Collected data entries
---

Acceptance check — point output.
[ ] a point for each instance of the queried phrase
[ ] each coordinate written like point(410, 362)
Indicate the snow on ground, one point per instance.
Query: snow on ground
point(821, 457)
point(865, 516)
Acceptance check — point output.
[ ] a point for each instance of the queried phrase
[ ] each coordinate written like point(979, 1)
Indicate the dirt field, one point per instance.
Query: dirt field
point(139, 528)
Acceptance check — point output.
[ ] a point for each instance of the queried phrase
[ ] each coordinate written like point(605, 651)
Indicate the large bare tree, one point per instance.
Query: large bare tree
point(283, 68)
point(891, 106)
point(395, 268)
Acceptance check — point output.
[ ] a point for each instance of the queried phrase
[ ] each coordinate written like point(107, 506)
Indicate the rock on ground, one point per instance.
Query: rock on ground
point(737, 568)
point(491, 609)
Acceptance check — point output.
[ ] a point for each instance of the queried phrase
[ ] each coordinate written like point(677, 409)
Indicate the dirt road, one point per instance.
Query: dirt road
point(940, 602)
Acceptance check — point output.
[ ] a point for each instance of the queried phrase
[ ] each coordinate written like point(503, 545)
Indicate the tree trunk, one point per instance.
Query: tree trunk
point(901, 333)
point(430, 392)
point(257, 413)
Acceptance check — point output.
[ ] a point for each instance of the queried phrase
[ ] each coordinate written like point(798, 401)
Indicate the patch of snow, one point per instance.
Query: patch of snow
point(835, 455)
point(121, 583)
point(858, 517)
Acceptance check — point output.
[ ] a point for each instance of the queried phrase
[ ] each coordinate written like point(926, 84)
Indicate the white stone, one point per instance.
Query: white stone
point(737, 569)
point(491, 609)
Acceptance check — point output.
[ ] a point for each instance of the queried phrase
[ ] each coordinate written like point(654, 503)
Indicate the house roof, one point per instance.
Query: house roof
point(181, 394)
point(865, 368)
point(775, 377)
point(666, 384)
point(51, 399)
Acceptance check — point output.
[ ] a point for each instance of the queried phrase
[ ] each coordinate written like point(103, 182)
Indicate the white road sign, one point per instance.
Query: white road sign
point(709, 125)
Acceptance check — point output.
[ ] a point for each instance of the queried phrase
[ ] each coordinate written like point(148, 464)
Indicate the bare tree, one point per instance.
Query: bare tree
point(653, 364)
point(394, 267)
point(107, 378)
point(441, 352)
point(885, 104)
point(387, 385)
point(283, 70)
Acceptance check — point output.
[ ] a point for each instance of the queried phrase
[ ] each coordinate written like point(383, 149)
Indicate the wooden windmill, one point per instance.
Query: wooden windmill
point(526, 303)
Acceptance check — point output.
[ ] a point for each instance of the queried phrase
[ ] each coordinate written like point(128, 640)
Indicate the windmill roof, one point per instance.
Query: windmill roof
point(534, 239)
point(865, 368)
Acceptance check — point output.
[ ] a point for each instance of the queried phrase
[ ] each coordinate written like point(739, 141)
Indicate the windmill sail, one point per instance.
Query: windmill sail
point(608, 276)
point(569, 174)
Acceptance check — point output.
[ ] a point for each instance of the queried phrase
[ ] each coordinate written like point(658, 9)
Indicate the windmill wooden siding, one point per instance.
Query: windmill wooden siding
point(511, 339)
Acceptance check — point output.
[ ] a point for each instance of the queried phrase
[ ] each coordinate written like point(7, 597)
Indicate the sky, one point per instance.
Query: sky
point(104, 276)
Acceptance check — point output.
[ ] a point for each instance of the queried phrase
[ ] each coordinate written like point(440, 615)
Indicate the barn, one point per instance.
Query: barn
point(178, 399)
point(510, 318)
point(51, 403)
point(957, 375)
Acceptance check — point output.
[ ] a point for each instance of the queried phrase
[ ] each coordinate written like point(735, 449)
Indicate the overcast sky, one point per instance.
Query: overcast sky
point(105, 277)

---

• [PROBLEM STATEMENT] Each line above should be output exactly as written.

• [WRITTEN RESPONSE]
Acceptance check — point output.
[ ] a point for each instance of the queried phrase
[ ] each coordinate written like point(410, 362)
Indicate the snow on ground, one point per instance.
Query: snow on ground
point(821, 457)
point(865, 516)
Acceptance check — point output.
[ ] a point for each instance of the queried phrase
[ ] each coordinate written like point(979, 1)
Indicate the dirt field, one point per instance.
Query: dirt field
point(139, 528)
Acceptance check — point output.
[ ] a point for each instance of the queried phrase
[ ] each coordinate written like point(605, 651)
Indicate the large bare tree, one point per instance.
Query: large bare tree
point(283, 68)
point(891, 106)
point(395, 268)
Acceptance check — point output.
[ ] a point for each instance of the queried phrase
[ ] each coordinate written like point(107, 506)
Indicate the rock on ground, one point per instance.
Query: rock on ground
point(737, 568)
point(491, 609)
Acceptance check — point output.
[ ] a point for each instance of the queried phrase
[ ] each coordinate written like point(677, 409)
Indicate the dirt road, one point per instance.
Query: dirt road
point(940, 602)
Acceptance check — point output.
[ ] a point for each instance of the queried phrase
[ ] each coordinate written like point(503, 545)
Indicate the tree trunk, one point per instance.
Query: tree trunk
point(901, 333)
point(430, 392)
point(257, 413)
Acceptance check — point output.
[ ] a point for each instance of the queried phrase
[ ] each coordinate written like point(798, 401)
Indicate the patch of snow, one point per instance.
Query: patch of snow
point(835, 455)
point(121, 583)
point(858, 517)
Acceptance check — point output.
[ ] a point for each instance of the queried phrase
[ ] each coordinate written like point(926, 84)
Indicate the white stone, one point per instance.
Query: white stone
point(737, 569)
point(491, 609)
Acceptance check — point output.
[ ] a point for each instance of the queried phrase
[ ] each coordinate written like point(654, 503)
Indicate the house roof, one point per instance.
Query: house roof
point(181, 394)
point(865, 368)
point(775, 377)
point(666, 384)
point(51, 399)
Acceptance check — point output.
[ ] a point for each instance of the queried phrase
[ ] each coordinate written like point(103, 182)
Indicate the white road sign, one point per instance.
Query: white road sign
point(709, 125)
Acceptance check — point output.
[ ] a point for each instance of the queried phrase
[ ] each coordinate written like point(148, 464)
Indicate the bare tree, one point per instance.
Query: bare tree
point(653, 364)
point(394, 267)
point(107, 378)
point(441, 352)
point(885, 104)
point(387, 385)
point(283, 70)
Acceptance check — point output.
[ ] a point for each instance of the queried phrase
[ ] each coordinate written like point(383, 149)
Indicate the wooden windmill, one point per instance.
Query: wooden windmill
point(526, 303)
Acceptance check — point output.
[ ] a point for each instance of the queried phrase
[ ] each coordinate written like point(128, 640)
Indicate the windmill roof, one point per instance.
Query: windmill roof
point(534, 239)
point(865, 368)
Acceptance check — point output.
[ ] a point for each instance of the queried phrase
[ ] each coordinate written like point(739, 141)
Indicate the windmill sail, one point per instance.
Query: windmill sail
point(608, 276)
point(569, 174)
Acceptance check — point output.
[ ] a point for each instance of the queried phrase
[ ] each coordinate written like point(658, 9)
Indicate the windmill wooden siding, one point per instance.
Query: windmill wooden siding
point(511, 339)
Acceptance check — point output.
[ ] a point for each instance of the queried phrase
[ ] each coordinate written like point(7, 597)
Indicate the sky, one point per instance.
Query: sky
point(104, 276)
Acceptance check — point output.
[ ] a point for each instance of the queried phrase
[ ] each coordinate written like point(440, 615)
Indicate the barn, one point per instance.
Query: barn
point(178, 399)
point(510, 318)
point(51, 403)
point(957, 375)
Acceptance check — point output.
[ ] a point for each instance of the queried phrase
[ ] each coordinate written like point(735, 449)
Indicate the overcast sky, one point per instance.
Query: overcast sky
point(105, 277)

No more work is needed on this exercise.